TAREA 1: Escribe, uno por línea, los versos del fragmento de poema citado en el artículo sobre la lectura de poesía.
TAREA 2: Reanuda el artículo sobre la lectura de poesía justo después de su última frase.

TEXTO DE LECTURA:
Me he encontrado a menudo con personas inteligentes, cultas, que reconocen que no se atreven con la poesía. La verdad es que lo siento por ellas, pues pienso que los lectores de poesía somos privilegiados, porque tal vez solo en la mejor música se encuentran momentos equiparables a lo que se experimenta con la lectura de un buen poema o incluso de un solo verso. No es algo que se pueda explicar fácilmente, hay que experimentarlo.

Recientemente he leído tres poemarios, diversos tanto en el fondo como en la forma, pero que guardan algunas concomitancias que me han llevado a escribir este artículo. El primero ha sido Lírica de lo cotidiano (Renacimiento, 2019) de Miguel Ángel Herranz, cuyo contenido responde bien al título, pues se trata de versos más bien breves, escritos muy al hilo del vivir diario. El tono general es crítico e irónico sobre la sociedad actual, aunque el trasfondo me parece que es bastante común al de muchos autores –no solo poetas– contemporáneos: escepticismo, pesimismo un tanto conformista, porque no se auguran cambios ni soluciones para la crisis cultural y moral actual. Son buenos poemas, aunque algunos me han parecido demasiado prosaicos, pero el lector se topa con joyas como el arranque del texto: ¡Corred!, corred // al pie de los cantiles // donde la mar se abate // vestida de novia. Hay excelentes fragmentos en prosa.

DATOS PROPORCIONADOS:
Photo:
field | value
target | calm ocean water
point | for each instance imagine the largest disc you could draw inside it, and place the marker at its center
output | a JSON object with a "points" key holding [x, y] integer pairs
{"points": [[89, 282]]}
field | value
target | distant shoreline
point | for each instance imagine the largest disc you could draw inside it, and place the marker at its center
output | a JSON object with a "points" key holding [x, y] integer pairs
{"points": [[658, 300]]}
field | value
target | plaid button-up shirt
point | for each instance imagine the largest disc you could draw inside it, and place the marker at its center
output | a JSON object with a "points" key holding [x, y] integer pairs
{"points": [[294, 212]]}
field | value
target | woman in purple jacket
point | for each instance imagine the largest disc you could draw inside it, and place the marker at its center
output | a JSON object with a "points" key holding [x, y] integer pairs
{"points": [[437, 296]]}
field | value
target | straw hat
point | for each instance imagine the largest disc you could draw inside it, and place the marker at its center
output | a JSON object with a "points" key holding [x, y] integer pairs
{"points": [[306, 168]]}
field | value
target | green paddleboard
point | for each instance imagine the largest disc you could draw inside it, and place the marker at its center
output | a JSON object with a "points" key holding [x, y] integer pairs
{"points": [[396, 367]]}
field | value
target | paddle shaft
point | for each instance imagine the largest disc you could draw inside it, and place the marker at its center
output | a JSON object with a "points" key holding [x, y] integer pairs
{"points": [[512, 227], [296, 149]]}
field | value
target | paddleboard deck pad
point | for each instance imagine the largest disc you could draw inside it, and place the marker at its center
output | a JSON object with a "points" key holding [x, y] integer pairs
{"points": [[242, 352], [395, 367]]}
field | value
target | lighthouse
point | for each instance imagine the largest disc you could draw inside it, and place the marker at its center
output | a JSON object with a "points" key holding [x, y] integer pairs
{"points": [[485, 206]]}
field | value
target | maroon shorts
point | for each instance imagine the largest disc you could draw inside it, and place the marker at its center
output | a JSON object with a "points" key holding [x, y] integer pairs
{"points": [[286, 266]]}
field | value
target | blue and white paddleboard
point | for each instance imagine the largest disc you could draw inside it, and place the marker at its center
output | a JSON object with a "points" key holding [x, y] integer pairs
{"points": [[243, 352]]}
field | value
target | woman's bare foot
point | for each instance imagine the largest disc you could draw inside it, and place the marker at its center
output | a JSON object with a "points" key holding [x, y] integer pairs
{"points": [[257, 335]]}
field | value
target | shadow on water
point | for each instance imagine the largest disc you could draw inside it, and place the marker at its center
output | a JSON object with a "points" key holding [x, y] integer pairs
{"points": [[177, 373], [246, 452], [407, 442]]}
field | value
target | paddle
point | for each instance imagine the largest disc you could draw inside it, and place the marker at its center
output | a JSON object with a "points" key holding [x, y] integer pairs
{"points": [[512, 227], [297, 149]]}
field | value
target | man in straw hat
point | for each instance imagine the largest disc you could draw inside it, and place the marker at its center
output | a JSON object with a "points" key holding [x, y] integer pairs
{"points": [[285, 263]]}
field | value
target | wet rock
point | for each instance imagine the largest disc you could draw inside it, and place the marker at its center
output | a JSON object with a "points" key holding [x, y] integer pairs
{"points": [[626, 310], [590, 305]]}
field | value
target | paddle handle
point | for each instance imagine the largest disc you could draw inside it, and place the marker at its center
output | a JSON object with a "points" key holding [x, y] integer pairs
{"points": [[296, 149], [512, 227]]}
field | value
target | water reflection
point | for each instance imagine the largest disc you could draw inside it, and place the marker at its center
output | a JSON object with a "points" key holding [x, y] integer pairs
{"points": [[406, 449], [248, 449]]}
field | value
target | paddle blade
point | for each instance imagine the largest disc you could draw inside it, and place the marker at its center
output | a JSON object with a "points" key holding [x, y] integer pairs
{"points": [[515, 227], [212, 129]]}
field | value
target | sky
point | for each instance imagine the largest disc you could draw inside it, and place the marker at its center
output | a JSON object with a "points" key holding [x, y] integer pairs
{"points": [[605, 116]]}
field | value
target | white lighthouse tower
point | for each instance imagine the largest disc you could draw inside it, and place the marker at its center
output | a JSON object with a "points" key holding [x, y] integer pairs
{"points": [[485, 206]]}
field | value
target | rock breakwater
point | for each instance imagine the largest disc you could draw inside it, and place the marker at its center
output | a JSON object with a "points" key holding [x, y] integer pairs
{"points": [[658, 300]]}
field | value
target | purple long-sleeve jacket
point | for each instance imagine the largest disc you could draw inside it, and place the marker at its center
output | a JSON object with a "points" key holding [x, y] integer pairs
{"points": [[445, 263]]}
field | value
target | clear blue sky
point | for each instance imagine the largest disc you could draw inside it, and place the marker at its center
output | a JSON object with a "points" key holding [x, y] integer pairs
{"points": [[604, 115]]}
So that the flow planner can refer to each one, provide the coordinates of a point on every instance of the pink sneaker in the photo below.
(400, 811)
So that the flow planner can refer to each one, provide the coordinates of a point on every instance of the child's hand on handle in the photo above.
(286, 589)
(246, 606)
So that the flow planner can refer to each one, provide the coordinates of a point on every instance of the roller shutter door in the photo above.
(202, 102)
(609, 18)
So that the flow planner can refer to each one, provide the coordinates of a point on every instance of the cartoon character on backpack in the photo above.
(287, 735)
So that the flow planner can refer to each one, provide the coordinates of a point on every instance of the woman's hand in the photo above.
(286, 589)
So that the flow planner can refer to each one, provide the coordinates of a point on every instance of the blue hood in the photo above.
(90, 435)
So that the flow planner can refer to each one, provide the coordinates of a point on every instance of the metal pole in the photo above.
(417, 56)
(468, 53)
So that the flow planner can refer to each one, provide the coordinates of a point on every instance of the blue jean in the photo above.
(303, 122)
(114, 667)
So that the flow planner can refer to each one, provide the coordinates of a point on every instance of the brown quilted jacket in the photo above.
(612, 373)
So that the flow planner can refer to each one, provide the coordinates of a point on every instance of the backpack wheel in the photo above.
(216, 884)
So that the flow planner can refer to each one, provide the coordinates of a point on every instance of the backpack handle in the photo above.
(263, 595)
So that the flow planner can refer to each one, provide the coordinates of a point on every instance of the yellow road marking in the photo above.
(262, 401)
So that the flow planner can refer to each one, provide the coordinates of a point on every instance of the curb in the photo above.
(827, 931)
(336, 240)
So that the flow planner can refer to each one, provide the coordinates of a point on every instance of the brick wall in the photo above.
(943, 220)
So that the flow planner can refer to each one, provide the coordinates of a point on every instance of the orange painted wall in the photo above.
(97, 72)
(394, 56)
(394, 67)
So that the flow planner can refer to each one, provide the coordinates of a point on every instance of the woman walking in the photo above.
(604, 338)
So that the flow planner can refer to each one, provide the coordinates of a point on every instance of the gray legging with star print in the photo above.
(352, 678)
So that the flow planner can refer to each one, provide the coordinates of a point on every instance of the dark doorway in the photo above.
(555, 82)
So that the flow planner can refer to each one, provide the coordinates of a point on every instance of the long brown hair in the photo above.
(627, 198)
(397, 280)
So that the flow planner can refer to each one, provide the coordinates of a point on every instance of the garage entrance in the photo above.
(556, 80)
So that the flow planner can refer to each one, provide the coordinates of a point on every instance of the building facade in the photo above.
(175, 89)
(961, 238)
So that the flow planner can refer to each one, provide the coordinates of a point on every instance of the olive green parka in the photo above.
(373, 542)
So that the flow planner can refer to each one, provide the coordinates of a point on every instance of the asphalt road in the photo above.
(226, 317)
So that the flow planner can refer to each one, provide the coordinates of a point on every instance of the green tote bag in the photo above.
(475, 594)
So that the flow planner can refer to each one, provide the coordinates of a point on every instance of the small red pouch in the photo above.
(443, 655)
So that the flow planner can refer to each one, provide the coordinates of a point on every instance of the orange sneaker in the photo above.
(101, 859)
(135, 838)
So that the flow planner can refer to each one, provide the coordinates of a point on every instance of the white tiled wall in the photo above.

RESPUESTA 1:
¡Corred!, corred
al pie de los cantiles
donde la mar se abate
vestida de novia

RESPUESTA 2:
El tercer poemario, en orden cronológico de lectura, ha sido Jardín con biblioteca (Cálamo, 2020), de Carlos Aganzo. Cabe destacar la cuidada y elegante edición (en este aspecto, es el mejor de los tres). Se trata del cuarto volumen de la tetralogía iniciada por el autor en 2011, con la que denuncia la crisis actual. Aquí se fija sobre todo en el abandono de uno de los pilares de Occidente, la cultura greco-latina clásica, a través de poemas que rememoran lugares, sucesos, personajes ilustres de entonces y en los que se avisa también sobre la decadencia. Pienso que aquí hay un cierto avance en comparación con el poemario de Herranz, pues se sugiere un trayecto para la recuperación, una búsqueda en lo mejor de los orígenes. Versos cuidados, sonoros, entre los que destaco el último, una elegía a un amigo y maestro fallecido, que comienza así: Ramas de lino ardiendo // recuerdan cómo pasa //  la gloria de este mundo, // veloz en su destino antojadizo.

El segundo poemario leído es De la vida al verso (Verbum, 2020) de Beatriz Villacañas. En los poemas, hay frecuentes referencias a sucesos y recuerdos de la vida de la autora y a su entorno, también trata sobre la tarea poética, entre otros temas, a los que hay que añadir interesantes intuiciones, como fruto de la reflexión y de la contemplación: De la nada no puede surgir nada, // ningún azar ni Big bang primigenio, // y de la nada nunca nace el genio. Pienso que, en este libro, se da un avance en comparación con los dos anteriores, por las referencias a la herencia judeo-cristiana, el otro gran pilar de nuestra cultura. Aquí hay trascendencia, aquí se atisba el amor humano y el divino, aquí nos acercamos al misterio profundo de la existencia, con luces, sombras, pero con esperanza. Formalmente, Beatriz Villacañas vuelve a sorprendernos con su capacidad para armonizar tradición y originalidad. Siguiendo la estela de su padre, domina la lira, el soneto, el verso endecasílabo, pero también los haikus y el verso libre. En mi opinión, es el mejor de los tres poemarios, todos de notable interés y calidad. No tengan miedo a la poesía.